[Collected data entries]
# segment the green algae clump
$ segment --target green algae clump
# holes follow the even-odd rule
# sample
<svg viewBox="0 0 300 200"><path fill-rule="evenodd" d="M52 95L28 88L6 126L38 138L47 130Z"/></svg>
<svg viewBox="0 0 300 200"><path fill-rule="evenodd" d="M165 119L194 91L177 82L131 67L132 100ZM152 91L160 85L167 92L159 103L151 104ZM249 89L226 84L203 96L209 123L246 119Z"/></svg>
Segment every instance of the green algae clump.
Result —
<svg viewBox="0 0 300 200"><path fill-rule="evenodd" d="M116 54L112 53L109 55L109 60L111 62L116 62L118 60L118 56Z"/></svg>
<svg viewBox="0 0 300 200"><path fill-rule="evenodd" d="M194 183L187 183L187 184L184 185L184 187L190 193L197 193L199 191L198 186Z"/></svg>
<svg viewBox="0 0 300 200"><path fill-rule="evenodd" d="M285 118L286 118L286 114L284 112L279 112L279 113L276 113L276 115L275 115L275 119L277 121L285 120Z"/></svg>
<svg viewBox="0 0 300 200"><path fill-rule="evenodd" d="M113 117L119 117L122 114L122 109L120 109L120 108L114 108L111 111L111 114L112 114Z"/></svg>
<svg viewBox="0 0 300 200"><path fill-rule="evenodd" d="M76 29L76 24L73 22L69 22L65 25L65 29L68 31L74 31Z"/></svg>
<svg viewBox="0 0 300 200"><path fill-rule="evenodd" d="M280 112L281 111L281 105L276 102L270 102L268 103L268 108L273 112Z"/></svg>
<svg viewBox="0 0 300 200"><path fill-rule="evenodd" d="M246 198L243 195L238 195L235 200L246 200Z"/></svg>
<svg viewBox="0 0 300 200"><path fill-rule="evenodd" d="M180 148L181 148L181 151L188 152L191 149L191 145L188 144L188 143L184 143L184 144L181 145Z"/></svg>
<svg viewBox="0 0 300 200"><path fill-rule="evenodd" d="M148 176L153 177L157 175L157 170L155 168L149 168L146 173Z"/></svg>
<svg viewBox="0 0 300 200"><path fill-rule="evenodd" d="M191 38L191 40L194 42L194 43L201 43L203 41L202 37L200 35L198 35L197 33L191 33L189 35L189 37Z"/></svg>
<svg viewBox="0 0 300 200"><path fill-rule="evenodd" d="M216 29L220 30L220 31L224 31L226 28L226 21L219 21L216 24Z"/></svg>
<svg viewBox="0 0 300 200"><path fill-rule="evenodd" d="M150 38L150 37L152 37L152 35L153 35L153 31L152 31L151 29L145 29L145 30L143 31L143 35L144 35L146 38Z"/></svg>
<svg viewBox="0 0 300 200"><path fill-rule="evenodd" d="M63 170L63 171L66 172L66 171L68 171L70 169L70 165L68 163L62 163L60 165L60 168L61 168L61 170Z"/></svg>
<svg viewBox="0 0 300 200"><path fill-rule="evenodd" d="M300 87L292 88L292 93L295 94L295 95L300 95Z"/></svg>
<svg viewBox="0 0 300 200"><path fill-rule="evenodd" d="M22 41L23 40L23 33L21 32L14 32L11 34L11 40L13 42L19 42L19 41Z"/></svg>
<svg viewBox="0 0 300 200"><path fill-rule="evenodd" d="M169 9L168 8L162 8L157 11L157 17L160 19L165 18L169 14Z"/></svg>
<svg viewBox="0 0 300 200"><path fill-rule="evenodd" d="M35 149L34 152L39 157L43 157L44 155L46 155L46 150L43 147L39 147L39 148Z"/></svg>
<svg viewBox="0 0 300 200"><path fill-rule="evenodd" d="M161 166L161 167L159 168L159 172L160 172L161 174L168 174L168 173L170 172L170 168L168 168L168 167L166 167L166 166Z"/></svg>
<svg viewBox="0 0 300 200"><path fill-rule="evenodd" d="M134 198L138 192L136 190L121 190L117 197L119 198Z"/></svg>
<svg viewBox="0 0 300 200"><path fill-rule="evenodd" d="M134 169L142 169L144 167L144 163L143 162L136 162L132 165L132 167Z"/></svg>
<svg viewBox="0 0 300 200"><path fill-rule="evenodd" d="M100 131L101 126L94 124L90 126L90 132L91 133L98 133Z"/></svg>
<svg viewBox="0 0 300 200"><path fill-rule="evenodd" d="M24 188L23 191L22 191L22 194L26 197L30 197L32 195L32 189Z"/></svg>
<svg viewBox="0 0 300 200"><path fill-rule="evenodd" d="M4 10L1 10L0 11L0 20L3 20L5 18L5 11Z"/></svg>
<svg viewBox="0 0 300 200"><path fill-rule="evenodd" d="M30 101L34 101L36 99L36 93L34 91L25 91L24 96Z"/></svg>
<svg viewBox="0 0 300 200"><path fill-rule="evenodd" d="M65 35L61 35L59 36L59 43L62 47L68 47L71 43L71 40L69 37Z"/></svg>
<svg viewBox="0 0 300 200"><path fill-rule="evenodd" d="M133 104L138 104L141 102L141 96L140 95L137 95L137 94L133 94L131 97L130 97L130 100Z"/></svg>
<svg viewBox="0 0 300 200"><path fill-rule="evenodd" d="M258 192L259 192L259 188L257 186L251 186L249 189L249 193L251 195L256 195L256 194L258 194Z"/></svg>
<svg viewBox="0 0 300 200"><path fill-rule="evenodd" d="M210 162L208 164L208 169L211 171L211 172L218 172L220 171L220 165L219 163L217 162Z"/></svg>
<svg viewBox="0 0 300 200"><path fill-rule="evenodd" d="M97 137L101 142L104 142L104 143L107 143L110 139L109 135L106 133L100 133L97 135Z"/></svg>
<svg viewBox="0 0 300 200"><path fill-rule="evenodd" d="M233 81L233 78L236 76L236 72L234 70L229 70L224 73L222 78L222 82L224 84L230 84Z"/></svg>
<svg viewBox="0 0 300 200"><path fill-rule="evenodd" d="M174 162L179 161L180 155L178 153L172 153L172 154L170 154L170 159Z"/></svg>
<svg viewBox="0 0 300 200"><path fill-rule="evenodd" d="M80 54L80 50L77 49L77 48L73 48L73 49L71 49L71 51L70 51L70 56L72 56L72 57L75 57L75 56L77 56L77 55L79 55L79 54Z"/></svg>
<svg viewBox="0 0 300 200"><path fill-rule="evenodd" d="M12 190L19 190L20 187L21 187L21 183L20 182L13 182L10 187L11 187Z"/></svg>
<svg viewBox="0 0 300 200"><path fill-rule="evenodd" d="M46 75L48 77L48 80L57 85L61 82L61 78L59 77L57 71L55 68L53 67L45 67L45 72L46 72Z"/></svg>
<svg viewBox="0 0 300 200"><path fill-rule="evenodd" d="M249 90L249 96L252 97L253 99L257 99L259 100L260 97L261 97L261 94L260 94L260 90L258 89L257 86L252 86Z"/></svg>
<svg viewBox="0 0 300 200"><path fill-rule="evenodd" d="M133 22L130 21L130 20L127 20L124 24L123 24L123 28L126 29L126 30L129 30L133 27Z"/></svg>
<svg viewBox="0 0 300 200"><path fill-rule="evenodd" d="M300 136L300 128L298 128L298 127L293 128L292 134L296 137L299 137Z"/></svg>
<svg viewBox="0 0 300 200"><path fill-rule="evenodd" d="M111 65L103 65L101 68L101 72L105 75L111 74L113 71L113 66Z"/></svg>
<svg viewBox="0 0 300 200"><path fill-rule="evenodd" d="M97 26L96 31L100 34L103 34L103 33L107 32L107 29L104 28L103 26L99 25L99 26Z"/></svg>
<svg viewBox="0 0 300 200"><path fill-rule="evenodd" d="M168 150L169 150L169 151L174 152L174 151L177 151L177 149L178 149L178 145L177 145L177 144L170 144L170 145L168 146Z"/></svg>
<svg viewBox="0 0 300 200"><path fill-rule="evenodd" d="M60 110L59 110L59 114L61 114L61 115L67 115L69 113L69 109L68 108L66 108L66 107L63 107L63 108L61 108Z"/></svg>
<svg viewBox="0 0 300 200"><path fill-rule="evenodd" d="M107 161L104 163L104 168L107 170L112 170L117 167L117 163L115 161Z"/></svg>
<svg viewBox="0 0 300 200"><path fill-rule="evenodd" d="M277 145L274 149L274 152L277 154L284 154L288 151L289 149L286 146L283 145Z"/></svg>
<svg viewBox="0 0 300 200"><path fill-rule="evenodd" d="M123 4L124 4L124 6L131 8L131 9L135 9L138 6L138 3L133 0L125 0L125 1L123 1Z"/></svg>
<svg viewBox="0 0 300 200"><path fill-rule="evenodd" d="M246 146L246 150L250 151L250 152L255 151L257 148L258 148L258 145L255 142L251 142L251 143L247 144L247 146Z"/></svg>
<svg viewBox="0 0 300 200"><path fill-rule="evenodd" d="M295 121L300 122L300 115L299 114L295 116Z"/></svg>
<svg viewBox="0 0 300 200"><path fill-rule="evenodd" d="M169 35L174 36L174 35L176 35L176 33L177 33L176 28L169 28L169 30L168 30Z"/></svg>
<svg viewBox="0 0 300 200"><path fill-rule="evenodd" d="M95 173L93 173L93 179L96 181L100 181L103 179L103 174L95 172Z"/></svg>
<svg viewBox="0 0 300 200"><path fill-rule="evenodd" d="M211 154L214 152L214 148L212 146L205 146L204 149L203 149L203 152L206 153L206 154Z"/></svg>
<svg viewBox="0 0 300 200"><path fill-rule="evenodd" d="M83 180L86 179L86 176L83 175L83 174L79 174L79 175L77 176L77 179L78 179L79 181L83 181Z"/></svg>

**AIM OF THE TASK**
The answer must consist of every line from the data that contains the word "green".

**EXERCISE SOLUTION**
# segment the green algae clump
$ segment --target green algae clump
Segment every instance of the green algae clump.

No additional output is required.